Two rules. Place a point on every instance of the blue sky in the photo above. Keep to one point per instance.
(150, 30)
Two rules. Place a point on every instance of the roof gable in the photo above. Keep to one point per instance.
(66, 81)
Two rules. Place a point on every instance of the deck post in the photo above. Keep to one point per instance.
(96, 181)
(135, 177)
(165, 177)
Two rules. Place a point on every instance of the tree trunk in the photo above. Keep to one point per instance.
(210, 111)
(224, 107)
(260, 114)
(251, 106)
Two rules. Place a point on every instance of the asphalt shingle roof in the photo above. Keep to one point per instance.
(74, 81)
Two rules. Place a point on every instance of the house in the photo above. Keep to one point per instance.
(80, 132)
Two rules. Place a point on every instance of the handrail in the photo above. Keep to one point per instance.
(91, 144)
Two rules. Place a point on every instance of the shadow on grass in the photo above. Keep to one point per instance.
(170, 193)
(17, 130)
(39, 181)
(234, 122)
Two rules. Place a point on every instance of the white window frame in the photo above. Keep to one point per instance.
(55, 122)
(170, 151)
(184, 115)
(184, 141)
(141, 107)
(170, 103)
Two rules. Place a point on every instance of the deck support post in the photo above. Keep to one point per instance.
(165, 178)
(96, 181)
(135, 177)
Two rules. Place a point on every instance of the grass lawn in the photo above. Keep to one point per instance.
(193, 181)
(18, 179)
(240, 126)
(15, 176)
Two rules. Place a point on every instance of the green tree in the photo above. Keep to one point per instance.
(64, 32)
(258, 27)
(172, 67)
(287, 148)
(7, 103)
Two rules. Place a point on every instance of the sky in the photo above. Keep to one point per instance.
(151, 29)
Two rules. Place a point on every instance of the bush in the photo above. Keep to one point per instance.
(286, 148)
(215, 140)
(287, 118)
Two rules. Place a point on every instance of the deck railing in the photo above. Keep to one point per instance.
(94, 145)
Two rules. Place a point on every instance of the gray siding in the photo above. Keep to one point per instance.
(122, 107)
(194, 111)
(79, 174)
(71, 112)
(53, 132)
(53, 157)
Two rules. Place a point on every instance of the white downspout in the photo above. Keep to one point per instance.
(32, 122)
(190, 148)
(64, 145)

- What you should do
Can you quote each of the entries above word for word, keeping their original order?

- Answer to this task
Two rules. Place a point on every instance of the blue sky in the photo above. Keep to one point per instance.
(150, 30)
Two rules. Place a point on every instance of the roof gable in the photo above. Keep to one point per instance.
(66, 81)
Two rules. Place a point on every instance of the deck post in the photo above. Keep to one point per instance.
(96, 181)
(135, 177)
(165, 177)
Two rules. Place a point on every instance of the tree trunk in the photo above. Keep to one point per instance.
(210, 111)
(224, 107)
(260, 114)
(251, 106)
Two rules. Place a point on every instance of the asphalt shingle roof in the photo above. Keep to one point per instance.
(74, 81)
Two rules. Place a point on every instance of the house in the photo above. Keep to one point per instance.
(80, 132)
Two rules. Place a point on every instance of the handrail in the photo above. Keep to one point per instance.
(91, 144)
Two rules. Place a point on every instance of the shadow on grass in the photo above. Keep to one point per instance.
(170, 193)
(17, 130)
(39, 181)
(234, 122)
Two rules. Place a point on every instance of the white window frame in the photo above. Keep to one point per instance.
(55, 122)
(170, 151)
(184, 115)
(184, 141)
(141, 107)
(170, 103)
Two rules. Place a point on every instance of the deck support post in the photo above. Keep to one point per instance.
(165, 178)
(96, 181)
(135, 177)
Two rules. Place a point on every instance of the grass lawn in the photo above. Keep to one point per instance.
(193, 181)
(18, 179)
(240, 126)
(15, 176)
Two rules. Place a point on every instance of the green tree in the photo above. Keep to one point per instance.
(64, 32)
(258, 27)
(172, 67)
(287, 148)
(7, 103)
Two rules. Place a point on every instance of the sky in the photo above. Keep to one point per instance.
(151, 29)
Two rules. Place a point on every instance of the bush in the photo above. Keep to one point per instance.
(286, 148)
(215, 140)
(287, 118)
Two rules. Place a point on every instance of the deck railing in the photo above. Keep to one point per instance.
(94, 145)
Two rules. Place a point on every instance of the gray siding in the photo above. Keep to one point per instance.
(122, 107)
(194, 111)
(79, 174)
(71, 112)
(53, 132)
(53, 157)
Two rules. Place a point on every instance of the white downspout in the photo above. Keep to one point per instance.
(32, 122)
(190, 148)
(64, 145)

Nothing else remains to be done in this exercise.